Task data:
- - - - -

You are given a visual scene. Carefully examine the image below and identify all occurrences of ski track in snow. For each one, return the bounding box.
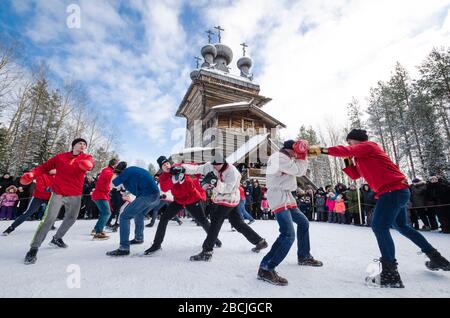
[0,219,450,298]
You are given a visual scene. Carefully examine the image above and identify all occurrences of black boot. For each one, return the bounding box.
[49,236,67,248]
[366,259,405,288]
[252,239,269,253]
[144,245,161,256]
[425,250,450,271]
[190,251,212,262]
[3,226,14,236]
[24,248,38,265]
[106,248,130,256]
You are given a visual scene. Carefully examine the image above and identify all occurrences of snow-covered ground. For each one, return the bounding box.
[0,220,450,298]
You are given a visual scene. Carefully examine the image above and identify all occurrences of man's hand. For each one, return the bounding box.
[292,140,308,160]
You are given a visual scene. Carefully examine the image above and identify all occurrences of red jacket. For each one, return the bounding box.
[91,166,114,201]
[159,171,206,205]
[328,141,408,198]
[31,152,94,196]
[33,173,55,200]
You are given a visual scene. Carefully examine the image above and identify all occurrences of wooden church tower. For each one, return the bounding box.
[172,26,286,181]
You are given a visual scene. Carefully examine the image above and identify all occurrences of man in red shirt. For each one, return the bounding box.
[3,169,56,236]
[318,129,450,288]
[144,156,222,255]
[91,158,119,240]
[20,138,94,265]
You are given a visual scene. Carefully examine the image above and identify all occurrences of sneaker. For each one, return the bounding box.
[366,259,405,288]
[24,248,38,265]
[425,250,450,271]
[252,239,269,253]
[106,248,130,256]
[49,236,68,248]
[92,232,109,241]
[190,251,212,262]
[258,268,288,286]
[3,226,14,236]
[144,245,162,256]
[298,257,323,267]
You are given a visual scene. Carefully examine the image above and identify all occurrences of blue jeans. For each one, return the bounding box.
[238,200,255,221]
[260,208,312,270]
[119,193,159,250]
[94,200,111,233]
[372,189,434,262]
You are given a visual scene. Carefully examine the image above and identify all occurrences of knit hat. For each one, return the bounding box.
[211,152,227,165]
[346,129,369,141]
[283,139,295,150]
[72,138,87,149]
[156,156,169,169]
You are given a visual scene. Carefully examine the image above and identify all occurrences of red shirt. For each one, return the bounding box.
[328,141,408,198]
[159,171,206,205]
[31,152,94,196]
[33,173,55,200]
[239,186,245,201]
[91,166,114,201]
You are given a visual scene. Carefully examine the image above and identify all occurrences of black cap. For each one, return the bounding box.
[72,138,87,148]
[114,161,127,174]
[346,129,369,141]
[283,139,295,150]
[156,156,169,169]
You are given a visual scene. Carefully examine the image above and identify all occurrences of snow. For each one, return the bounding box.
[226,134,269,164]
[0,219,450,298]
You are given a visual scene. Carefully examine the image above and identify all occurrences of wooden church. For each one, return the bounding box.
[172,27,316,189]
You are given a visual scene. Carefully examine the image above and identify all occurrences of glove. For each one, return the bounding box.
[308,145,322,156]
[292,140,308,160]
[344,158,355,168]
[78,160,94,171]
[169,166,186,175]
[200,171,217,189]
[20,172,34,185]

- - - - -

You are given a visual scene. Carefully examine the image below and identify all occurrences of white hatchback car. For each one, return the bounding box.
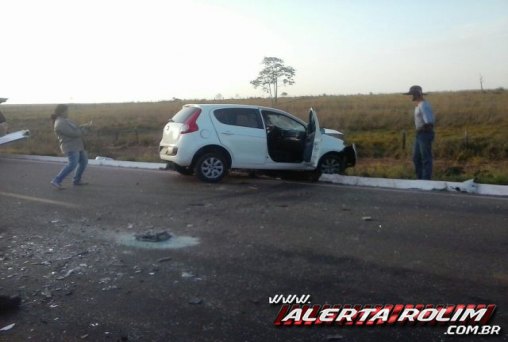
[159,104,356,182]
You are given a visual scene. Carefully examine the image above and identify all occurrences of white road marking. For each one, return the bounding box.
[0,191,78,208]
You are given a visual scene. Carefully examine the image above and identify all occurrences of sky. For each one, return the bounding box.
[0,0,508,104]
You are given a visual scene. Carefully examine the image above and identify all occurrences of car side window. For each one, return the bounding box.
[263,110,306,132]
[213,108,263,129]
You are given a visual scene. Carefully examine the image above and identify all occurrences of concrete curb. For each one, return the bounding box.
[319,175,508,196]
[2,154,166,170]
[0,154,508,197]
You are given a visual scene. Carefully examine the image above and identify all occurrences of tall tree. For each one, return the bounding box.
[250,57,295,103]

- - - - -

What you are asked to do: Count the lines in the records above that contain the word "church" and give only that number.

Worked solution: 2